• Selected excerpt
○ ○ ○ ○ ○ ○ ○

Oh, and here’s a fourth possibility: The author chose to write about Society A in the language of Society B because someone was willing to pay them to do so. (Come to think of it, I have done this myself, and would cheerfully do so again. Make me an offer.)

The more I see this sort of thing (and I see it so very often), the more I think that the third and fourth reasons, or a mixture of the two, are actually the most common.

I am loathe to criticize anyone for writing for money anything that is not morally evil, and it’s hard to begrudge anyone the right to think out loud on the Internet (heaven knows I do it every day, and am doing it right now), but I think it’s important for writers to beware that, regardless of their motives, the effect on the reader will probably be the same as if the writer’s motive was either the first or the second described above. That is, the reader will come away thinking either, “This thing Society A does is swell, and we should do it, too,” or “Society A is as fucked up as I imagined it to be. Seriously; fuck them.”

Take this brief diatribe by Sophie Knight, “Japan Has a Cute Problem: How the pink apron keeps women down.” There is very little in here that I flat out disagree with (although Ms. Knight should know that the most current WEF ranking puts Japan at 104, thanks to the Maldives plummeting from 97 to 105), but the piece rubs me the wrong way, as do most diatribes about Japan written in English. The problem is not in the facts.

Just yesterday, I started my lecture in my Women and Manga class (女性とマンガ) with a diatribe of my own, pointing out that women make up just 8.1% of the Lower House of Japan’s Diet, that they earn just 45 yen for every 100 yen earned by Japanese men, that they hold just 11.1% of managerial positions in the Japanese business world, that they account for about 97% of victims of sexual assault in Japan, and that they account for 65.9% of Japanese living in poverty. I did so because after the previous week’s class, in which veteran manga editor Kaori Mikawa talked to my students about discrimination in the manga publishing world, one anonymous male student complained about what he perceived as “reverse sexism.” I should point out that this all took place in Japanese. I teach my class in Japanese, 90% of my students are Japanese citizens, Kaori’s talk was in Japanese, and the anonymous student’s whining was in Japanese. A Japanese problem addressed in Japanese to a mostly Japanese audience.

○ ○ ○ ○ ○ ○ ○

• Raw data
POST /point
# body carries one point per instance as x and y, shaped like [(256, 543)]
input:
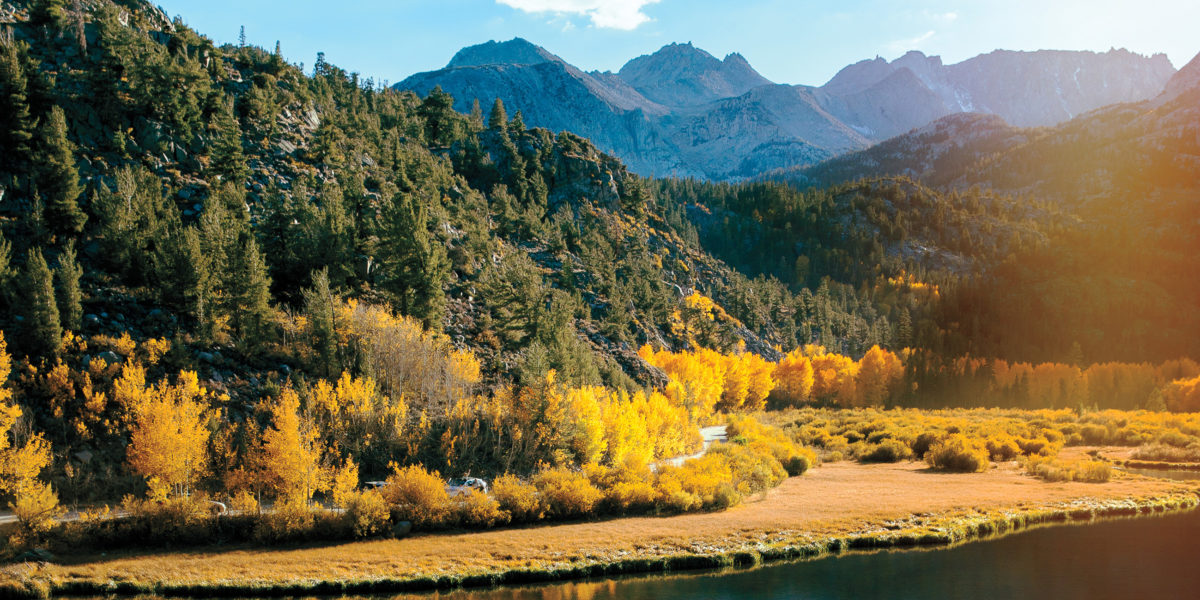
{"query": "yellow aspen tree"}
[(345, 484), (795, 377), (33, 501), (879, 373), (292, 453), (169, 437), (586, 429)]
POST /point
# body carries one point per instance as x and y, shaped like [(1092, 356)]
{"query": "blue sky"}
[(789, 41)]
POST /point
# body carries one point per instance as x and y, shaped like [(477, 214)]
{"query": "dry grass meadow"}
[(837, 499)]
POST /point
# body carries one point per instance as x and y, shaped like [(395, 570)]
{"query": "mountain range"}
[(682, 112)]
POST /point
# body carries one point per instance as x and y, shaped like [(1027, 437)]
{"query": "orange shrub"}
[(517, 498), (475, 509), (418, 496), (367, 514), (958, 453), (567, 493)]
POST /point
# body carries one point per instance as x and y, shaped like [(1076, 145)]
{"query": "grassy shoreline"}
[(905, 528)]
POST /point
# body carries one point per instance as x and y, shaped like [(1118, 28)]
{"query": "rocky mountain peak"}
[(1187, 78), (681, 75), (514, 52)]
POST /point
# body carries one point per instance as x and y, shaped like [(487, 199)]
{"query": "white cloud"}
[(624, 15), (947, 17), (911, 43)]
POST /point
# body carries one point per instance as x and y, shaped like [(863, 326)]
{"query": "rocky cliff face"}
[(683, 112), (684, 76)]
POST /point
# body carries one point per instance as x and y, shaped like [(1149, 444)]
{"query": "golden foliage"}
[(409, 361), (517, 498), (418, 496), (34, 502), (169, 435), (1182, 395), (291, 453), (567, 493)]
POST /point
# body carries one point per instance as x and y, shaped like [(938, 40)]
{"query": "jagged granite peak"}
[(1026, 88), (1050, 87), (514, 52), (1187, 78), (684, 76), (683, 112)]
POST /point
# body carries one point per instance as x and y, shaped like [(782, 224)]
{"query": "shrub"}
[(288, 521), (367, 514), (887, 450), (753, 468), (1163, 453), (1036, 447), (631, 496), (958, 453), (924, 442), (801, 463), (671, 495), (1095, 472), (418, 496), (567, 493), (1055, 469), (475, 509), (517, 498), (1002, 447), (244, 503), (1093, 435)]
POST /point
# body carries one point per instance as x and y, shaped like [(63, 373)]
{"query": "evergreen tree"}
[(319, 303), (477, 115), (415, 263), (16, 124), (43, 330), (187, 280), (58, 180), (47, 12), (5, 265), (228, 159), (498, 118), (437, 109), (70, 297), (250, 291)]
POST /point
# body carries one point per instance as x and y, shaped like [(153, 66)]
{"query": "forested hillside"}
[(1120, 279)]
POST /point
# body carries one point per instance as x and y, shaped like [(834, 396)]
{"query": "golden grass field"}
[(834, 501)]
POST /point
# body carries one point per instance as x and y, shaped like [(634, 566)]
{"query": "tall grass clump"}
[(958, 453)]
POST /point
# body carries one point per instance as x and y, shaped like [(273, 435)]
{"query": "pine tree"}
[(498, 119), (228, 159), (16, 124), (70, 297), (187, 280), (477, 115), (319, 304), (5, 265), (58, 180), (47, 12), (417, 265), (43, 330), (291, 454), (251, 295)]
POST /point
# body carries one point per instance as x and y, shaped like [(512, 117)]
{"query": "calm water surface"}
[(1138, 558)]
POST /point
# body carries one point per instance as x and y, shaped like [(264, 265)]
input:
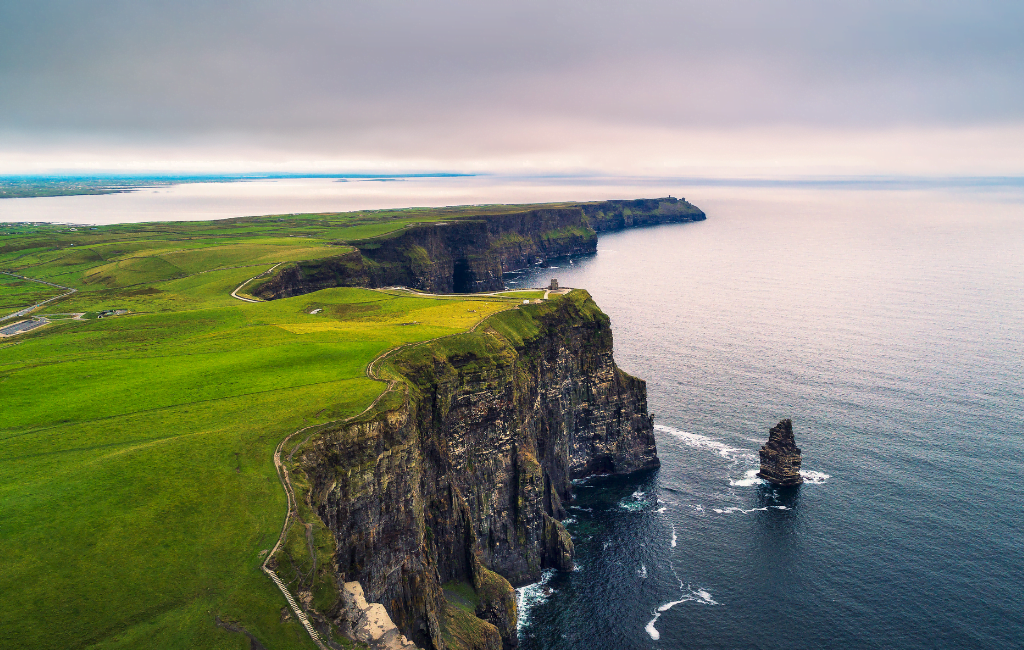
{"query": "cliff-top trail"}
[(143, 425)]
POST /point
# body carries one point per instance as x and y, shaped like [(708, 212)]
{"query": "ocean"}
[(889, 326), (885, 318)]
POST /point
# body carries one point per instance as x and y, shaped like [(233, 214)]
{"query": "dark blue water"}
[(890, 328)]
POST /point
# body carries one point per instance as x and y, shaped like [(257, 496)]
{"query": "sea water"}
[(885, 318), (889, 326)]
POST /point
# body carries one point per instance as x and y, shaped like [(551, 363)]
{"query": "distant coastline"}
[(33, 186)]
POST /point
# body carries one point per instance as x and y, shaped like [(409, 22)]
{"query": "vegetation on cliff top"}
[(139, 494), (139, 488)]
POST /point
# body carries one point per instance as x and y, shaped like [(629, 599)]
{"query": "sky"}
[(723, 88)]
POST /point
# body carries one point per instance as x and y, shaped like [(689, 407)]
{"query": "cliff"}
[(459, 485), (470, 253)]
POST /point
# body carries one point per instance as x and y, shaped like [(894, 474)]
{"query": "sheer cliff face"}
[(470, 473), (467, 255)]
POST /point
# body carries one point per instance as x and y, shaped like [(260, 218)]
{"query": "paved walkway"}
[(235, 294), (28, 310), (287, 483)]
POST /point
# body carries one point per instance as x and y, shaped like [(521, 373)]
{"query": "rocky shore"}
[(463, 482)]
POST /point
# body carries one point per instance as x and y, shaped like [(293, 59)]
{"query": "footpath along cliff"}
[(457, 484), (470, 253)]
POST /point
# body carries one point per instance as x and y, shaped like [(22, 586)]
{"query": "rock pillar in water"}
[(780, 457)]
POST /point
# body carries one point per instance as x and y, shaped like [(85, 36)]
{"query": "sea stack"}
[(780, 457)]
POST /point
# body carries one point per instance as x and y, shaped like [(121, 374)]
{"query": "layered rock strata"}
[(464, 481), (470, 254), (780, 457)]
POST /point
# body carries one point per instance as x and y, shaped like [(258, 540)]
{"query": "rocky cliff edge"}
[(460, 482)]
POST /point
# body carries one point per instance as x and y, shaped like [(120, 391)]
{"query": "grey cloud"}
[(342, 72)]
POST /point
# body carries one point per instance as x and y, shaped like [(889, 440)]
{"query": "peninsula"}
[(206, 382)]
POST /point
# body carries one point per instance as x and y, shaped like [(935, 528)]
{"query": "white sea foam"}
[(705, 442), (729, 511), (530, 596), (814, 477), (634, 502), (750, 478), (689, 596)]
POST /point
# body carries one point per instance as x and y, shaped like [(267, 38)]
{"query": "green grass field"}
[(138, 489)]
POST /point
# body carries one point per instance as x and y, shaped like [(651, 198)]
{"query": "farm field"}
[(139, 495)]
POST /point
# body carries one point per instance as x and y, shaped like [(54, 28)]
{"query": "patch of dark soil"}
[(254, 643), (351, 311)]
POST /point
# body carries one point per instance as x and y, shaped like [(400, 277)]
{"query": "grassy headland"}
[(138, 491)]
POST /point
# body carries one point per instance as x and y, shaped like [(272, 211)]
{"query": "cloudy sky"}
[(716, 88)]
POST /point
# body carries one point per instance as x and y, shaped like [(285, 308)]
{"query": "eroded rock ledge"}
[(470, 254), (463, 482)]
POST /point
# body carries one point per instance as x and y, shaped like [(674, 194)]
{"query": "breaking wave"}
[(704, 442), (814, 477), (530, 596), (690, 596)]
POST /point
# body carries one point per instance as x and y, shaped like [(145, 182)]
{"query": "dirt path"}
[(235, 294), (283, 471), (29, 310)]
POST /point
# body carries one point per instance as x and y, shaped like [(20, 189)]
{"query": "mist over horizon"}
[(657, 88)]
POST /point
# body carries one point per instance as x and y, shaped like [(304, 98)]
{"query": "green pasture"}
[(138, 488), (16, 293)]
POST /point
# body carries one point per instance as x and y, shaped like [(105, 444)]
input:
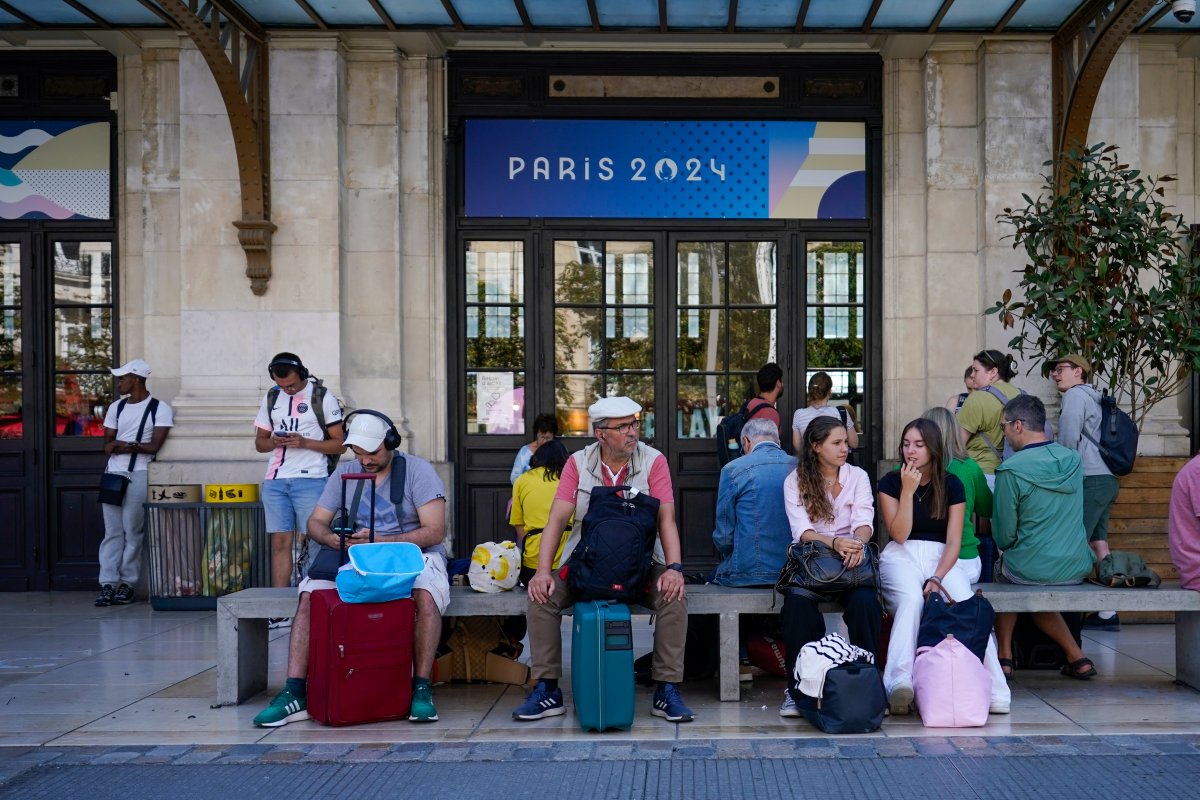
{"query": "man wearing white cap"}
[(135, 429), (616, 458), (411, 512)]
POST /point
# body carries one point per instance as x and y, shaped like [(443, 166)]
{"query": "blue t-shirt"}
[(421, 486), (924, 527)]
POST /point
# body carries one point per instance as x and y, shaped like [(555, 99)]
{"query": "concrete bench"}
[(243, 615)]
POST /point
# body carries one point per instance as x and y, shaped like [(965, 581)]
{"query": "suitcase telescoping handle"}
[(345, 513)]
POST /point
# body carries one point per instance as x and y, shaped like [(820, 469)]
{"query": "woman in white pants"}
[(923, 509)]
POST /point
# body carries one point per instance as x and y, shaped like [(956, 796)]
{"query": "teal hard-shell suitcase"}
[(603, 666)]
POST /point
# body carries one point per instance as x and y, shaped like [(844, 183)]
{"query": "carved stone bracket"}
[(234, 47), (1083, 50)]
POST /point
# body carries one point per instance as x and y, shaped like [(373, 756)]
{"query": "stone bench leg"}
[(1187, 648), (241, 656), (731, 685)]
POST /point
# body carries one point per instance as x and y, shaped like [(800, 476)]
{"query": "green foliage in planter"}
[(1109, 274)]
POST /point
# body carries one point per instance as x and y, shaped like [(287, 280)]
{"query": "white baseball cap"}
[(365, 432), (607, 408), (136, 367)]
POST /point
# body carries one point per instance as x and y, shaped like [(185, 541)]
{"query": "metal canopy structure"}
[(550, 17)]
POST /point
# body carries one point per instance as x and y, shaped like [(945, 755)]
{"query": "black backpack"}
[(615, 555), (318, 408), (729, 432), (1119, 437)]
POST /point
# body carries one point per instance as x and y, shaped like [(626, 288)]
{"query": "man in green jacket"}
[(1038, 523)]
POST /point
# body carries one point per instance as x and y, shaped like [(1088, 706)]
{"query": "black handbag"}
[(969, 620), (815, 571)]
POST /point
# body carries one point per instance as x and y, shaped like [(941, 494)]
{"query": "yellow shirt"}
[(532, 498)]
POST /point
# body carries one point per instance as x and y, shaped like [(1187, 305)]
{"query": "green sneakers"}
[(283, 709), (423, 704)]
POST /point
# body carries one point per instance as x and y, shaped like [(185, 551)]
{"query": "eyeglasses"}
[(625, 427)]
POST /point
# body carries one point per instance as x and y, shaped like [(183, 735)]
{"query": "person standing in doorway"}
[(300, 423), (135, 429)]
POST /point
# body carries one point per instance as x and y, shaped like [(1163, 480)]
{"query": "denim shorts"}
[(288, 503)]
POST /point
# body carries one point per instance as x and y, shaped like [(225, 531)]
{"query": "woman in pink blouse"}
[(829, 503)]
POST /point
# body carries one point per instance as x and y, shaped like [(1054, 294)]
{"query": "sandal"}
[(1083, 669)]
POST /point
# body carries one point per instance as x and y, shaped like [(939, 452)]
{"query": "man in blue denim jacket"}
[(751, 533)]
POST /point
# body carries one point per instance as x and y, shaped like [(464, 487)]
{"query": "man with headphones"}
[(409, 509), (299, 422)]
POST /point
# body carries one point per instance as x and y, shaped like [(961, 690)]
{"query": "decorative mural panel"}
[(55, 169), (666, 169)]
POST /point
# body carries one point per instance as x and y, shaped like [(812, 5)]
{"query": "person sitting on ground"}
[(753, 534), (1183, 524), (923, 507), (1038, 523), (820, 391), (616, 458), (533, 495), (954, 402), (545, 428), (419, 518), (829, 501), (979, 415)]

○ ○ ○ ○ ○ ○ ○

• Required tasks
a) Transcribe the passage on writing about Japan, starting at the words "Oh, and here’s" and ending after the words "the most common.".
b) In the passage on writing about Japan, what share of the Lower House of Japan's Diet is made up of women?
Please work from the passage on writing about Japan alone, not the records.

• Answers to the problems
a)
Oh, and here’s a fourth possibility: The author chose to write about Society A in the language of Society B because someone was willing to pay them to do so. (Come to think of it, I have done this myself, and would cheerfully do so again. Make me an offer.)

The more I see this sort of thing (and I see it so very often), the more I think that the third and fourth reasons, or a mixture of the two, are actually the most common.

b) 8.1%